[Written task 1]:
Scale the stretch of entries from the line that contains "purple top and give integer pixel coordinates." through the end of the entries, with both ends included. Write all of those lines out again, requests included, with every point coordinate multiplied by 2.3 and rounded to a whole number, halves rounded up.

[Document text]:
#####

Python-Specific Tips
- Vectorization: Replace loops with vectorized operations using libraries like numpy.
- Data Structures: Use appropriate data structures (e.g., set for membership checks, deque for queues).
- Avoid Global Variables: Accessing global variables can slow down your code due to namespace lookups.
Iterative Optimization
- Test After Each Change: Ensure that optimizations do not introduce bugs or regressions.
- Benchmark: Use tools like timeit to measure the impact of your changes.

In this workshop we aren’t going to do any optimization, for that you can check out our other lessons here or here. Instead, we will talk about how you can write code that is likely be to be “pretty fast” or “good enough” to start with - performant code.

Don’t repeat others

The first thing to note is that other people have been writing code for a lot longer than you have and there are some true experts out there that spend a lot of time making their code as fast as possible. Rather than trying to compete with them, or reproduce their efforts, you should look to build upon their success. So before you start to code up some functions, workflows, or libraries, have a look online and see if you can find some existing libraries. Some excellent examples that most people likely already use are numpy, scipy, pandas, and astropy. These libraries are developed by teams of folks who pay close attention to getting the right answer, in the shortest time possible, and usually without exploding your RAM.

Places to look for useful libraries:

Your peers and collaborators - ask what other people are using (bonus, they also be a good source of help when things go bad),
PyPI (Python Package Index) - the go-to source for Python packages (both good and bad),
GitHub, as above, but not specific to python, probably a large fraction of not-great things,
The acknowledgements section of papers you read - some kind souls mention/cite their code.

#####

[Written task 2]:
In the text on writing performant Python code, which tool is suggested for measuring the impact of your changes?

Records of labeled points
#####

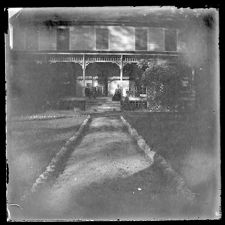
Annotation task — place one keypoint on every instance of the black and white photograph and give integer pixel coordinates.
(112, 114)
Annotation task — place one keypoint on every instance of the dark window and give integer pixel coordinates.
(171, 40)
(31, 38)
(141, 39)
(102, 40)
(63, 39)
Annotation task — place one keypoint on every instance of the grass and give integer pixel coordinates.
(189, 144)
(30, 147)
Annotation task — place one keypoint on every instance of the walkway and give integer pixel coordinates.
(107, 177)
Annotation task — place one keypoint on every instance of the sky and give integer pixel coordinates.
(13, 11)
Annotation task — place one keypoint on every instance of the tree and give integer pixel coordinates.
(163, 82)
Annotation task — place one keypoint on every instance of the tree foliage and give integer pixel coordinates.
(163, 81)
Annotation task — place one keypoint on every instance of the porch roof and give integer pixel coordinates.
(136, 16)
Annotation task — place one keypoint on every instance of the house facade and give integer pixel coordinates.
(82, 47)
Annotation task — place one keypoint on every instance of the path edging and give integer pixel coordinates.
(52, 165)
(140, 141)
(181, 187)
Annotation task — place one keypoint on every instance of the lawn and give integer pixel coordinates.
(189, 143)
(31, 144)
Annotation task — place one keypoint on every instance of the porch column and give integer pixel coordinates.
(84, 69)
(121, 68)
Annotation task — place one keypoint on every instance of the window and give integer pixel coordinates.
(62, 39)
(102, 38)
(82, 38)
(19, 38)
(141, 39)
(47, 38)
(170, 40)
(31, 38)
(155, 39)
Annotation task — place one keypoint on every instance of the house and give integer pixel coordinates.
(66, 49)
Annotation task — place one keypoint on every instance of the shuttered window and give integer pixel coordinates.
(63, 39)
(170, 40)
(141, 39)
(102, 38)
(31, 38)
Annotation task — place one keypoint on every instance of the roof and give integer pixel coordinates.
(154, 16)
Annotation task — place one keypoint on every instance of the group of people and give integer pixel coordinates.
(90, 92)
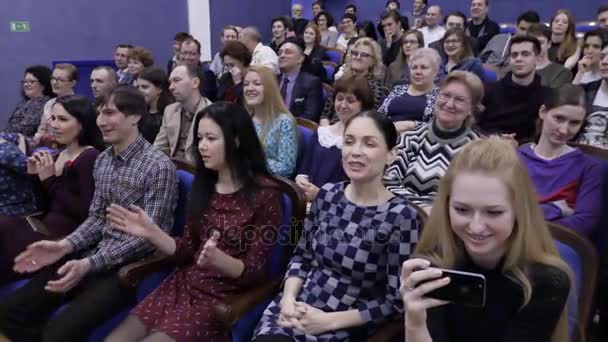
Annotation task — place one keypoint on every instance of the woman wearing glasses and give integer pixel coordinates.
(412, 105)
(36, 92)
(424, 154)
(63, 81)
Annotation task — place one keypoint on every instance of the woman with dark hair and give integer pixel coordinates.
(342, 281)
(460, 53)
(323, 164)
(234, 214)
(67, 181)
(153, 83)
(367, 30)
(236, 59)
(567, 180)
(329, 34)
(36, 91)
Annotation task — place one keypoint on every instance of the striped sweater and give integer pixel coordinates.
(422, 159)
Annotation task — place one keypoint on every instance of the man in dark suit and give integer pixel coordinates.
(302, 92)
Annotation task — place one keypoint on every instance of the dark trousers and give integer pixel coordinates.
(24, 315)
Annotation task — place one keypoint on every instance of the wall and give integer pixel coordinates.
(77, 29)
(502, 11)
(257, 13)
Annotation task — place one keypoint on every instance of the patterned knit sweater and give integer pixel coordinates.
(422, 159)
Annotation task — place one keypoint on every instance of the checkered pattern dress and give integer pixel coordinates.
(349, 257)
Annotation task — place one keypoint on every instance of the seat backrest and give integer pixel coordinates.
(581, 256)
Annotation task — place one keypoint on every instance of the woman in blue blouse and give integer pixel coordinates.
(342, 282)
(413, 104)
(276, 127)
(324, 162)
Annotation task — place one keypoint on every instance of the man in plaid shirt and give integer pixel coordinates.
(82, 268)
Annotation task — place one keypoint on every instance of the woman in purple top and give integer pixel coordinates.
(67, 181)
(567, 181)
(324, 162)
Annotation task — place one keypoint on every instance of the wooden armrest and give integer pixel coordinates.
(388, 331)
(235, 307)
(133, 273)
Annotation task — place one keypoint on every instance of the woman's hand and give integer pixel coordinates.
(413, 272)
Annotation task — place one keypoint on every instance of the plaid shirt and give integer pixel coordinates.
(140, 175)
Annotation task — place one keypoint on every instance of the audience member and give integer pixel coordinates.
(178, 39)
(279, 29)
(460, 54)
(362, 296)
(454, 20)
(424, 154)
(481, 26)
(229, 33)
(512, 104)
(412, 104)
(602, 16)
(399, 71)
(176, 132)
(67, 181)
(567, 180)
(329, 38)
(260, 54)
(236, 59)
(103, 81)
(367, 29)
(299, 23)
(35, 92)
(552, 75)
(589, 64)
(323, 163)
(416, 16)
(496, 52)
(432, 31)
(121, 60)
(393, 36)
(485, 221)
(139, 59)
(232, 196)
(564, 46)
(275, 126)
(82, 268)
(301, 91)
(364, 60)
(595, 132)
(190, 54)
(349, 29)
(63, 81)
(153, 84)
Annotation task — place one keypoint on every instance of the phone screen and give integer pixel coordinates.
(465, 288)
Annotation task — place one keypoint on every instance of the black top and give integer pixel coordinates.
(511, 108)
(502, 319)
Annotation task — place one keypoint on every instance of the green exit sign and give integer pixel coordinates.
(20, 26)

#####

[Exercise answer 1]:
Annotation task — place one keypoint on every instance of the woman in purple top and give integer pixel coordinates.
(154, 416)
(1304, 416)
(745, 373)
Annotation task — place one keypoint on every instance of the wooden armrest and give integer pixel coordinates.
(892, 761)
(541, 706)
(306, 628)
Annotation task — place one keypoint on every instance of the woman's hand and give integer pixel coordinates.
(950, 626)
Annotation task — place one keypoint on every instance of the plaid shirt and give integer pixel coordinates.
(322, 403)
Annotation task — place one keypoint on every instance of the audience member and give integer pixel coordinates.
(409, 90)
(642, 67)
(1058, 124)
(833, 681)
(1044, 46)
(975, 354)
(1106, 60)
(527, 76)
(1178, 239)
(948, 239)
(1385, 37)
(918, 163)
(405, 304)
(154, 416)
(1304, 414)
(757, 87)
(598, 124)
(543, 136)
(237, 186)
(844, 67)
(688, 53)
(81, 212)
(1270, 173)
(1355, 147)
(743, 375)
(957, 37)
(1141, 120)
(994, 71)
(278, 138)
(904, 83)
(1116, 508)
(320, 136)
(534, 451)
(1297, 106)
(633, 290)
(189, 616)
(692, 209)
(837, 138)
(1369, 304)
(437, 124)
(803, 67)
(145, 186)
(352, 193)
Annotation task — place one keypoint on every instance of the phone screen and give integer pixel coordinates.
(1070, 662)
Annotation task — place one keypoint on every instance of the black top and give integer pixel coordinates.
(1175, 248)
(1155, 734)
Annotation task — place one keypoint on every instance of the green exit sign and give integer pixel coordinates.
(46, 60)

[Exercise answer 2]:
timeit